╭─ Entries provided

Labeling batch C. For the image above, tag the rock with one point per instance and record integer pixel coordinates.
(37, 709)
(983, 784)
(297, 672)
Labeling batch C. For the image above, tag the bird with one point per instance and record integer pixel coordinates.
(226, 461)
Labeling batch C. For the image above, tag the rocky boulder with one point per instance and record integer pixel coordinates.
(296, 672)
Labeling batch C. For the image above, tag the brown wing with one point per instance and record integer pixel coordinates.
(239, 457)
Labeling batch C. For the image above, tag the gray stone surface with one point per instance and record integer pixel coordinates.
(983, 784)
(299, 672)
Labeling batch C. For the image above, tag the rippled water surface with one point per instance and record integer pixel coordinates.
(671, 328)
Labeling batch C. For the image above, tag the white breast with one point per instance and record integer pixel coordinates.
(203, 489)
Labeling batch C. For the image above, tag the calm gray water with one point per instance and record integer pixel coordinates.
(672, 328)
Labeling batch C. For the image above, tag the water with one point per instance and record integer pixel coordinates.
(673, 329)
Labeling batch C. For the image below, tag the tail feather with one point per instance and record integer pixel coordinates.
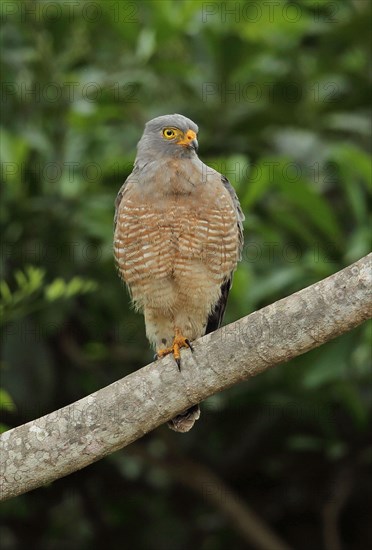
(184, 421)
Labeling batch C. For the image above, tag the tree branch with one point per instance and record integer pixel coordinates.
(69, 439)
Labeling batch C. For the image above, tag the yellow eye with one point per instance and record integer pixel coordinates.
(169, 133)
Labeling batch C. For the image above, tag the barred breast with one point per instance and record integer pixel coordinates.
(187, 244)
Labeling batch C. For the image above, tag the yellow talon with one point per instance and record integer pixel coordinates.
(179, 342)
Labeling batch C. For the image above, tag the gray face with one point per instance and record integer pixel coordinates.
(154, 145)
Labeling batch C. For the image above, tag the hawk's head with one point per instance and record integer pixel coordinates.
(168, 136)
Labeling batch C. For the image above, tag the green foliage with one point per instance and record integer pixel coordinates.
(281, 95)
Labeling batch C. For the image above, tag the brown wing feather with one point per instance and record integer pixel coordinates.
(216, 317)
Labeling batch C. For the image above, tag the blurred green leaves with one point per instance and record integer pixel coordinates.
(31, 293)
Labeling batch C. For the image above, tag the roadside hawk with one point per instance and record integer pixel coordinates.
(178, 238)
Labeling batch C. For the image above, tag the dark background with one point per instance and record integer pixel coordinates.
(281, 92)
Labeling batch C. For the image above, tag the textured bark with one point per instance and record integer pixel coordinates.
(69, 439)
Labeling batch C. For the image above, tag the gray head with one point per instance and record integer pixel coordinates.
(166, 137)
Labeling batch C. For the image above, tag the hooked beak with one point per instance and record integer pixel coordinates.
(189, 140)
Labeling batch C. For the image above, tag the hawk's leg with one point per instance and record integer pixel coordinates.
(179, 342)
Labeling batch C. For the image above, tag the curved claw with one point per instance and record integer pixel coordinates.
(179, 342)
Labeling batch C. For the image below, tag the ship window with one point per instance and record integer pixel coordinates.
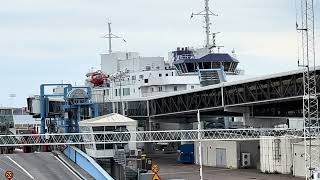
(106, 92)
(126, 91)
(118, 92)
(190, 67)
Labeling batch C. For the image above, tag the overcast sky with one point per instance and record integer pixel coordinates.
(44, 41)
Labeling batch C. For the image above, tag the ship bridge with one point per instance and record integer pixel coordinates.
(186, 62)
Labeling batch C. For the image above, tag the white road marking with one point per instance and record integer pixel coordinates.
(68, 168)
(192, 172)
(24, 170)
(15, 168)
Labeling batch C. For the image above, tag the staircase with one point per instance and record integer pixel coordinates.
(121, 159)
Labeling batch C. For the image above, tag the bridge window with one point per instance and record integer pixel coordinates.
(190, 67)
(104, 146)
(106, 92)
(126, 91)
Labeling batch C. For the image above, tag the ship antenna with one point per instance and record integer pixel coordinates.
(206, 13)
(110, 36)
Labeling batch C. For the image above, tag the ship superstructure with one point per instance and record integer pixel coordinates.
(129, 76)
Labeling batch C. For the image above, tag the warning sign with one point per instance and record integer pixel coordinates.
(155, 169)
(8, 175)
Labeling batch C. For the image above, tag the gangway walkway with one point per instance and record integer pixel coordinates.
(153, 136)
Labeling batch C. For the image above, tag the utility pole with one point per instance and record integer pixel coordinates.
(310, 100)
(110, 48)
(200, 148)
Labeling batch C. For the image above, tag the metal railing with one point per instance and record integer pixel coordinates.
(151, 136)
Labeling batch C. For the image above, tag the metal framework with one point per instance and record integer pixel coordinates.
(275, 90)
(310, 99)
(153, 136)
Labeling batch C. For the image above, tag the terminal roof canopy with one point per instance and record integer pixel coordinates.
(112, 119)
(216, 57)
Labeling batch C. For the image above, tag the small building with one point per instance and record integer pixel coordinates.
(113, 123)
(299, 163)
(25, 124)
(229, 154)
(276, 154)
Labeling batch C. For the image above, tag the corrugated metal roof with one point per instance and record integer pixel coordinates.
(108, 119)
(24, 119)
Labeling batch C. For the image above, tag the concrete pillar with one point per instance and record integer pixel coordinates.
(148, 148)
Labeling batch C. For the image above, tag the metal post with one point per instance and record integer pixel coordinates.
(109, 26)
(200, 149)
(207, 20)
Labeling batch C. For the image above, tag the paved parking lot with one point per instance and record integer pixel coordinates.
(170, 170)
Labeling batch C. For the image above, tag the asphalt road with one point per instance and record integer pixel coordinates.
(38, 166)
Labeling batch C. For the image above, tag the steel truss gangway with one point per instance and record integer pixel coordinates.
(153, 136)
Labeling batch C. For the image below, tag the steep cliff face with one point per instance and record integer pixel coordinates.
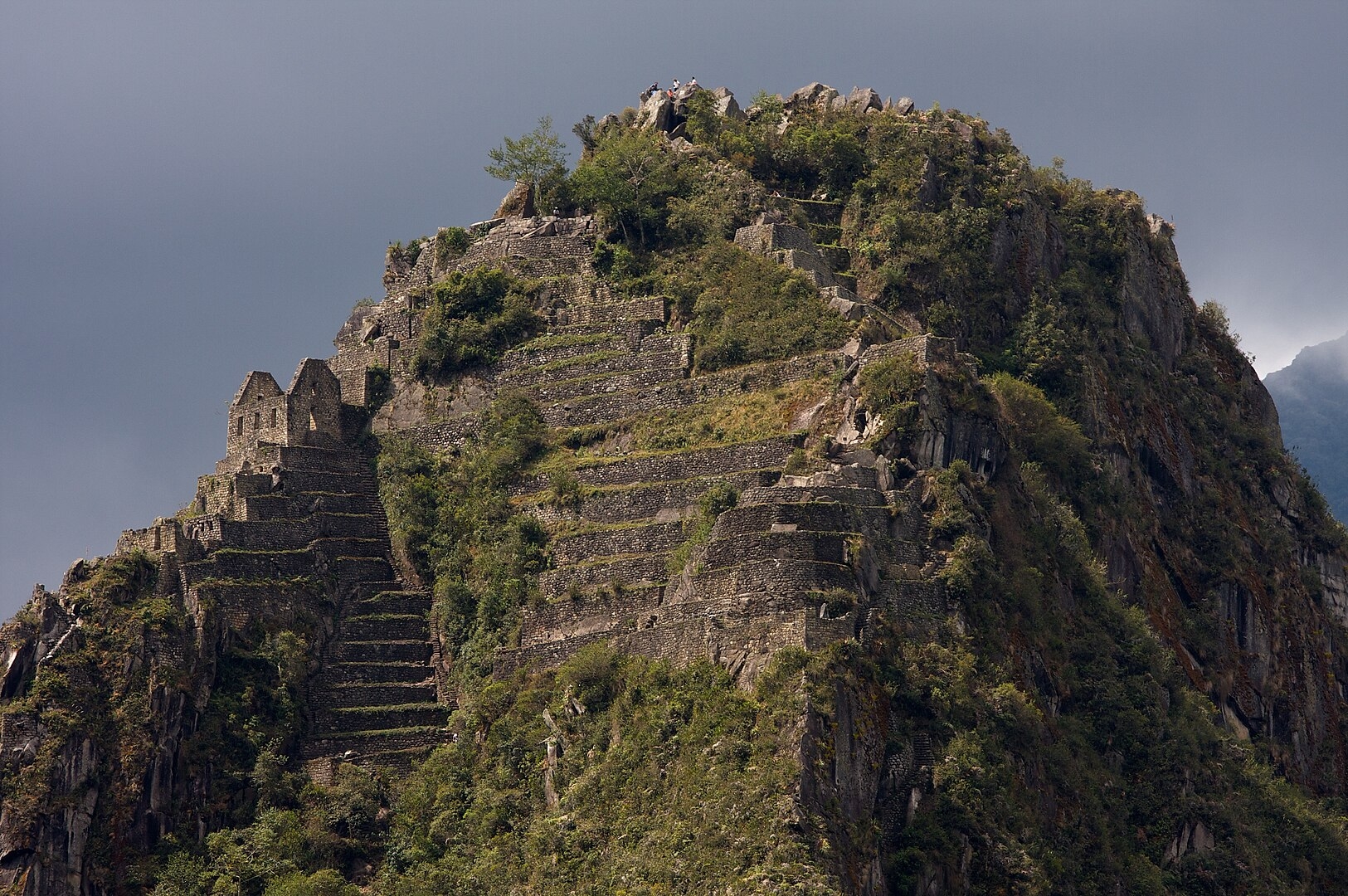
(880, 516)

╰─

Give an exact reproduction of every line, leaving out any picture.

The response:
Labeling batch C. For the image above, tag the rock with one point per instance and record integer pixel coordinates.
(37, 709)
(983, 784)
(297, 672)
Labeling batch C. For the image above, tag the bird with one point per instance and record integer pixel coordinates.
(226, 461)
Labeling batch C. For the image above, tag the rocky boulder with one point per instance and record integer pixel coordinates.
(296, 672)
Labeling batch C. For the image above, tag the brown wing with one point per instance and record integer pixel coordinates.
(239, 457)
Labeling batch C. For the image above, tag the gray stone surface with one point per instance and record integer pixel coordinates.
(983, 784)
(299, 672)
Labeling batch C. For the image above, tag the rippled water surface with one point per instance and record integer pixel coordinates.
(671, 328)
Labeling batch C. For the image above, tag the white breast with one point per instance and record integer pixel coordinates.
(203, 489)
Labeling batch C. For the image above, tag the calm gray water with one point per instance and record integer pixel coordinates.
(672, 328)
Labeling batch C. For the image above, tag the water with one point per instance and record integer pixel coordinates.
(673, 329)
Labeling batch C. For the image below, tag the tail feather with one point per instance and record integer pixel coordinates.
(184, 421)
Labeling batch C. For the image above, tag the tree branch with one point per instance and record integer pixel coordinates.
(69, 439)
Labeling batch C. For the image above, tag the yellow eye with one point per instance and record integer pixel coordinates.
(169, 133)
Labeling batch C. For the image above, tag the barred breast with one point per instance and record integer pixel coordinates.
(187, 244)
Labeling batch C. For the image above, tag the yellow talon with one point per instance and record integer pixel coordinates.
(179, 342)
Labeling batch C. For the image above, tag the gray face with one point per instance and record integer pixel coordinates.
(154, 145)
Labeling batch C. For the image above, tag the hawk's head with one point per instance and record integer pixel coordinates.
(168, 136)
Labeling batch C. For the image above, tag the green foliage with one point per instance and record integer pixel coordinates.
(281, 95)
Labeling batch C. For the image above, tag the brown wing feather with one point per instance and record integer pixel coordinates.
(216, 317)
Labeling batch C. For the image above, tag the blurred green leaves with one point per instance and record integer pixel coordinates.
(31, 293)
Labeling batch C. For the image above, tag the roadside hawk with one point per instance and record integer pixel coordinates.
(178, 238)
Labeling batch C. For the image above, tag the dark background with one point per instance and record integer pixel coordinates.
(281, 92)
Labeling batch C. For the image above, tag the textured bark with one point per instance and record integer pixel coordinates.
(69, 439)
Labeling batch C. For the image above, tag the gray head with one point per instance and record integer pixel coordinates.
(166, 137)
Labeling batch C. For the image above, tag the hooked beak with one point per instance and record integer pixel coordinates.
(189, 140)
Labeling batch C. For the image above, tag the hawk's leg with one point per instance and record integer pixel coordinates.
(179, 342)
Labeling batch C. For the image above, tag the curved claw with one point per instance and record integer pixel coordinates.
(179, 342)
Labeling batch C. For the image below, tag the ship window with one point per instance and record integer pixel coordinates.
(106, 92)
(126, 91)
(118, 92)
(190, 67)
Labeling batch C. For the image above, tag the overcast sky with one point per instance and record integer pixel coordinates.
(44, 41)
Labeling batch C. For the image above, tag the ship bridge with one point per instance and record integer pixel coordinates.
(186, 62)
Labeling batch C. For the image above, tag the white road marking with one point per instance and record integer pixel coordinates.
(68, 168)
(192, 172)
(24, 170)
(15, 168)
Labeling batch C. For the image above, tag the staircase with one point per instance and record integer pixel coordinates.
(121, 159)
Labeling batch C. For the image above, tag the bridge window with one point per instance and record integer pixel coordinates.
(190, 67)
(104, 146)
(106, 92)
(126, 91)
Labeling batch C. For the image above, tag the ship antenna with one point per instance and record integer pixel coordinates.
(206, 13)
(110, 36)
Labeling batch C. For the image above, tag the ship superstructure with one point per instance and record integer pixel coordinates.
(129, 76)
Labeling batch C. For the image above, tag the warning sign with one point per instance and record integer pixel coordinates.
(155, 169)
(8, 175)
Labeling batch C. For the image above, tag the gangway walkway with one point per instance and record integer pixel coordinates.
(153, 136)
Labeling batch C. For the image above, tag the utility pole with one point per instance and record integer pixel coordinates.
(310, 100)
(110, 48)
(200, 148)
Labeling batch C. For the image above, tag the metal railing with one point per instance and record integer pixel coordinates.
(151, 136)
Labeling batch C. For the image above, tag the metal framework with one point per instance and record integer pixel coordinates.
(275, 90)
(310, 99)
(153, 136)
Labeling batch C. For the image above, tag the terminal roof canopy with one point per instance and record integer pixel coordinates.
(112, 119)
(216, 57)
Labeling batch C. For the image above, tag the small building with one point per instance and record integer pixel coordinates.
(113, 123)
(299, 163)
(25, 124)
(229, 154)
(276, 154)
Labeling batch C. For the image above, tag the corrugated metal roof with one point per instance and record integer pixel coordinates.
(108, 119)
(24, 119)
Labeling batch C. For the image above, tag the concrete pillar with one point per instance and record integer pixel coordinates.
(148, 148)
Labeling batch C. For the image above, tag the metal post with one point per instance and record integer pixel coordinates.
(109, 26)
(200, 149)
(207, 20)
Labeling batch C. For the image above, tag the paved parking lot with one point per instance and record integer pixel coordinates.
(170, 170)
Labeling batch C. For the image above, tag the asphalt road with one point per instance and record integer pixel coordinates.
(38, 166)
Labeling batch C. For the image above, tag the steel truss gangway with one point per instance and record integer pixel coordinates.
(153, 136)
Labeling batch C. For the image below, tag the steep cliff face with one point per instance and record integer pixel coordinates.
(880, 516)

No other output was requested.